What is asked: List every line in the rows below that contains the string "shirt", copying each such line in full.

Material provided:
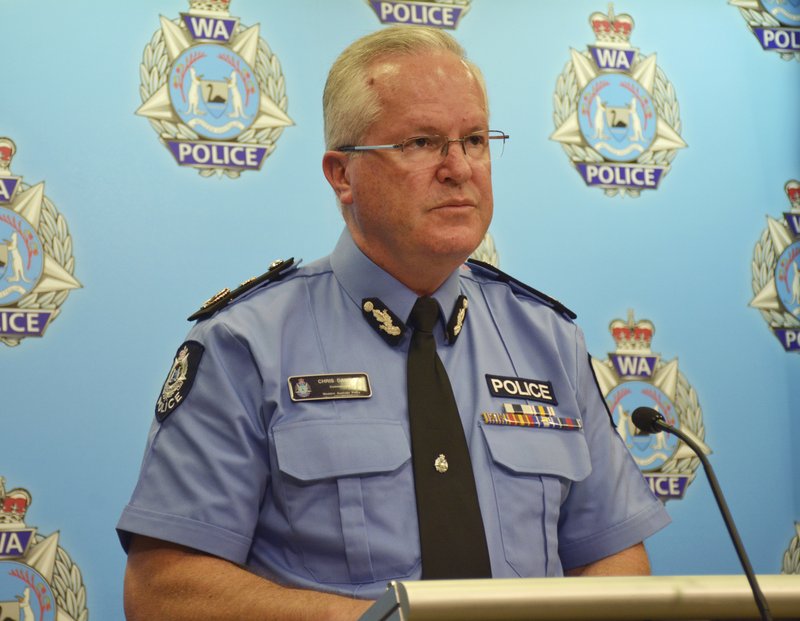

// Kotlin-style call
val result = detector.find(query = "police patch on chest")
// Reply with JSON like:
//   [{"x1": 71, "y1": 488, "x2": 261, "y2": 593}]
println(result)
[
  {"x1": 486, "y1": 373, "x2": 558, "y2": 405},
  {"x1": 156, "y1": 341, "x2": 205, "y2": 422},
  {"x1": 288, "y1": 373, "x2": 372, "y2": 401}
]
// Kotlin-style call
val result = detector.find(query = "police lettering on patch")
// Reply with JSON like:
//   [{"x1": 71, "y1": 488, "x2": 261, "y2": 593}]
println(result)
[
  {"x1": 287, "y1": 373, "x2": 372, "y2": 401},
  {"x1": 156, "y1": 341, "x2": 205, "y2": 422},
  {"x1": 486, "y1": 373, "x2": 558, "y2": 405}
]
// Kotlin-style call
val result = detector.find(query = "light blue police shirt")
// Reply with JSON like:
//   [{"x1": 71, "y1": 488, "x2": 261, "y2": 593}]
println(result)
[{"x1": 118, "y1": 231, "x2": 669, "y2": 598}]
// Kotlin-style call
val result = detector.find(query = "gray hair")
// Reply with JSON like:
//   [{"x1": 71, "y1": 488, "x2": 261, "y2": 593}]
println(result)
[{"x1": 322, "y1": 26, "x2": 489, "y2": 149}]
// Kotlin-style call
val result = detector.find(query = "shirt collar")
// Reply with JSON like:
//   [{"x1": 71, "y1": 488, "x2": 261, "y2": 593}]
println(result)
[{"x1": 331, "y1": 228, "x2": 461, "y2": 323}]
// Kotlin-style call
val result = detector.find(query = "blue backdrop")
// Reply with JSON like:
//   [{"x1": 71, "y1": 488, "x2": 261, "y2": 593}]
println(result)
[{"x1": 0, "y1": 0, "x2": 800, "y2": 619}]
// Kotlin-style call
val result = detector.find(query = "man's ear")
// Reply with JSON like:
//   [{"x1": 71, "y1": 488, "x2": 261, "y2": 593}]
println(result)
[{"x1": 322, "y1": 151, "x2": 353, "y2": 205}]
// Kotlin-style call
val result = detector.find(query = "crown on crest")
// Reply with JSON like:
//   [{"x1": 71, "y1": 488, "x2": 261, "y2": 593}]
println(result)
[
  {"x1": 189, "y1": 0, "x2": 231, "y2": 13},
  {"x1": 0, "y1": 138, "x2": 17, "y2": 171},
  {"x1": 783, "y1": 179, "x2": 800, "y2": 211},
  {"x1": 589, "y1": 2, "x2": 633, "y2": 45},
  {"x1": 0, "y1": 477, "x2": 31, "y2": 528},
  {"x1": 608, "y1": 310, "x2": 656, "y2": 352}
]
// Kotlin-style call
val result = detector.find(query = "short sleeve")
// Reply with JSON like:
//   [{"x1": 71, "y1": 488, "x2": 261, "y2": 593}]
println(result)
[{"x1": 117, "y1": 320, "x2": 269, "y2": 563}]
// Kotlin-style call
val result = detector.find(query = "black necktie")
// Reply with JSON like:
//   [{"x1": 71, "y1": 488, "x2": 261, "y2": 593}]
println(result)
[{"x1": 408, "y1": 297, "x2": 492, "y2": 580}]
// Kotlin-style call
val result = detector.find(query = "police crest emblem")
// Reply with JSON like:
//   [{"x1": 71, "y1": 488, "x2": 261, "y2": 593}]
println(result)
[
  {"x1": 0, "y1": 477, "x2": 89, "y2": 621},
  {"x1": 750, "y1": 179, "x2": 800, "y2": 352},
  {"x1": 0, "y1": 138, "x2": 81, "y2": 347},
  {"x1": 550, "y1": 4, "x2": 686, "y2": 197},
  {"x1": 136, "y1": 0, "x2": 293, "y2": 178},
  {"x1": 781, "y1": 522, "x2": 800, "y2": 574},
  {"x1": 366, "y1": 0, "x2": 470, "y2": 30},
  {"x1": 728, "y1": 0, "x2": 800, "y2": 61},
  {"x1": 592, "y1": 311, "x2": 711, "y2": 501}
]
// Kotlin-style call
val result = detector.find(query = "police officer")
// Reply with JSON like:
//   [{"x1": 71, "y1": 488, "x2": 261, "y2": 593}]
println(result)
[{"x1": 118, "y1": 26, "x2": 669, "y2": 619}]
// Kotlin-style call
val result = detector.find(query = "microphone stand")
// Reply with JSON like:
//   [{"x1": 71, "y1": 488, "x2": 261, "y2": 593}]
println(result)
[{"x1": 654, "y1": 415, "x2": 772, "y2": 621}]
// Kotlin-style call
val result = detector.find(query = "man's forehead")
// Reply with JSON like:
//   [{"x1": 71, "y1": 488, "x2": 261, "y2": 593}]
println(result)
[{"x1": 367, "y1": 50, "x2": 475, "y2": 85}]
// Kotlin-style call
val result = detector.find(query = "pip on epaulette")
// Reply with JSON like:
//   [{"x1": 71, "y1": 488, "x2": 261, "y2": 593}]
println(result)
[
  {"x1": 467, "y1": 259, "x2": 578, "y2": 319},
  {"x1": 188, "y1": 257, "x2": 294, "y2": 321}
]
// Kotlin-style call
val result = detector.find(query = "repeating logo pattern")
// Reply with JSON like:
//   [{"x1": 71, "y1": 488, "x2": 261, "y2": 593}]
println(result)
[
  {"x1": 750, "y1": 179, "x2": 800, "y2": 352},
  {"x1": 550, "y1": 5, "x2": 686, "y2": 197},
  {"x1": 0, "y1": 477, "x2": 89, "y2": 621},
  {"x1": 136, "y1": 0, "x2": 293, "y2": 178},
  {"x1": 592, "y1": 310, "x2": 711, "y2": 501},
  {"x1": 781, "y1": 522, "x2": 800, "y2": 574},
  {"x1": 366, "y1": 0, "x2": 470, "y2": 30},
  {"x1": 0, "y1": 138, "x2": 81, "y2": 347},
  {"x1": 729, "y1": 0, "x2": 800, "y2": 61}
]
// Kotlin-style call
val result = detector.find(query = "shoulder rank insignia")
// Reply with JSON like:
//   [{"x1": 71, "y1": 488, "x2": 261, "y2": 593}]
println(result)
[
  {"x1": 188, "y1": 258, "x2": 295, "y2": 321},
  {"x1": 447, "y1": 295, "x2": 469, "y2": 345},
  {"x1": 361, "y1": 298, "x2": 406, "y2": 346},
  {"x1": 467, "y1": 259, "x2": 578, "y2": 319}
]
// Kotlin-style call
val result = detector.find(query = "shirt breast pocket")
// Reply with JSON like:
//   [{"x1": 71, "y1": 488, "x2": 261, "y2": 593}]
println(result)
[
  {"x1": 273, "y1": 419, "x2": 419, "y2": 583},
  {"x1": 481, "y1": 425, "x2": 592, "y2": 577}
]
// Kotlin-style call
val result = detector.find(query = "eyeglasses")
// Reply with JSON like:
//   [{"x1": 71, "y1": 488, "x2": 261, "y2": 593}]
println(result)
[{"x1": 334, "y1": 129, "x2": 509, "y2": 166}]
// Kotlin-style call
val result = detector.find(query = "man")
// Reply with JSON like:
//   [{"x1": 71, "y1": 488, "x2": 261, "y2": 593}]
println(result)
[{"x1": 118, "y1": 27, "x2": 669, "y2": 619}]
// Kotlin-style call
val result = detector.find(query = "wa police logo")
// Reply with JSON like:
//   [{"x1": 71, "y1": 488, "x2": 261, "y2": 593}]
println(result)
[
  {"x1": 781, "y1": 522, "x2": 800, "y2": 574},
  {"x1": 750, "y1": 179, "x2": 800, "y2": 352},
  {"x1": 592, "y1": 311, "x2": 711, "y2": 501},
  {"x1": 729, "y1": 0, "x2": 800, "y2": 61},
  {"x1": 0, "y1": 138, "x2": 81, "y2": 347},
  {"x1": 366, "y1": 0, "x2": 470, "y2": 30},
  {"x1": 0, "y1": 477, "x2": 89, "y2": 621},
  {"x1": 136, "y1": 0, "x2": 293, "y2": 178},
  {"x1": 550, "y1": 5, "x2": 686, "y2": 196}
]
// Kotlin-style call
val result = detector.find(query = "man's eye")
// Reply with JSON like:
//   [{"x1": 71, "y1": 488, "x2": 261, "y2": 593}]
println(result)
[
  {"x1": 465, "y1": 134, "x2": 486, "y2": 147},
  {"x1": 405, "y1": 136, "x2": 436, "y2": 150}
]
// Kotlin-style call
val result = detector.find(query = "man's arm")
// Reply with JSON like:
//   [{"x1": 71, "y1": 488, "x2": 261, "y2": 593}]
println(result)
[
  {"x1": 125, "y1": 536, "x2": 372, "y2": 621},
  {"x1": 564, "y1": 543, "x2": 650, "y2": 576}
]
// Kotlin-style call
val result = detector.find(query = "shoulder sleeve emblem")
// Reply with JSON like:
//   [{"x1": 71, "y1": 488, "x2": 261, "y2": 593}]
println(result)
[{"x1": 156, "y1": 341, "x2": 205, "y2": 422}]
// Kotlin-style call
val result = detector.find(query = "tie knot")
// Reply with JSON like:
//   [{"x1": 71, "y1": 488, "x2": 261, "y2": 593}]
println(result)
[{"x1": 408, "y1": 297, "x2": 439, "y2": 332}]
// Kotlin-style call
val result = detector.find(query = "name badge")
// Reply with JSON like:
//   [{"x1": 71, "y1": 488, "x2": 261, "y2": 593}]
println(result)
[
  {"x1": 486, "y1": 373, "x2": 558, "y2": 405},
  {"x1": 287, "y1": 373, "x2": 372, "y2": 401}
]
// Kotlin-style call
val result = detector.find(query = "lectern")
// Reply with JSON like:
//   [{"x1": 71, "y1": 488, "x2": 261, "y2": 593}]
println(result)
[{"x1": 361, "y1": 575, "x2": 800, "y2": 621}]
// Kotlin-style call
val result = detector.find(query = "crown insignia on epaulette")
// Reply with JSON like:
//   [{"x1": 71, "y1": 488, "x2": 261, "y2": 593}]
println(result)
[
  {"x1": 0, "y1": 477, "x2": 31, "y2": 529},
  {"x1": 188, "y1": 258, "x2": 295, "y2": 321},
  {"x1": 608, "y1": 310, "x2": 656, "y2": 353},
  {"x1": 783, "y1": 179, "x2": 800, "y2": 211},
  {"x1": 589, "y1": 3, "x2": 633, "y2": 46}
]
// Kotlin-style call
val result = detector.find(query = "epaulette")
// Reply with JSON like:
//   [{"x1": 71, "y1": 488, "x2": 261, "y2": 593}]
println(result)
[
  {"x1": 188, "y1": 257, "x2": 294, "y2": 321},
  {"x1": 467, "y1": 259, "x2": 578, "y2": 319}
]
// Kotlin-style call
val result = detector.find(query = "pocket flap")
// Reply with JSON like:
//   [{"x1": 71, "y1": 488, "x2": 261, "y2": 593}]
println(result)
[
  {"x1": 273, "y1": 420, "x2": 411, "y2": 481},
  {"x1": 481, "y1": 425, "x2": 592, "y2": 481}
]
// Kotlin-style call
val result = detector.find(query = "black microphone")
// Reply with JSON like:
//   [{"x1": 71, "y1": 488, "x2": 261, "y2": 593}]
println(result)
[{"x1": 631, "y1": 407, "x2": 772, "y2": 621}]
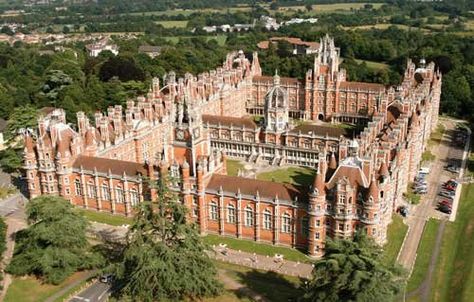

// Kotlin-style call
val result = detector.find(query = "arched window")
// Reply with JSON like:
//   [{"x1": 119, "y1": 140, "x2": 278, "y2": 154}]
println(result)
[
  {"x1": 115, "y1": 186, "x2": 125, "y2": 203},
  {"x1": 227, "y1": 204, "x2": 235, "y2": 223},
  {"x1": 102, "y1": 183, "x2": 110, "y2": 201},
  {"x1": 74, "y1": 179, "x2": 82, "y2": 196},
  {"x1": 87, "y1": 181, "x2": 97, "y2": 199},
  {"x1": 209, "y1": 201, "x2": 218, "y2": 220},
  {"x1": 245, "y1": 207, "x2": 253, "y2": 226},
  {"x1": 130, "y1": 189, "x2": 139, "y2": 206},
  {"x1": 263, "y1": 210, "x2": 272, "y2": 230},
  {"x1": 281, "y1": 213, "x2": 291, "y2": 233}
]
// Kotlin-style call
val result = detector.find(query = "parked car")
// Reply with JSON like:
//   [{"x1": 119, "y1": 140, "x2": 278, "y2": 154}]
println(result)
[{"x1": 438, "y1": 206, "x2": 452, "y2": 214}]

Result of this task:
val result = detector.find(query = "light blue police shirt")
val result = detector.find(query = "shirt collar")
val result = detector.find(query = "shirt breast pocket")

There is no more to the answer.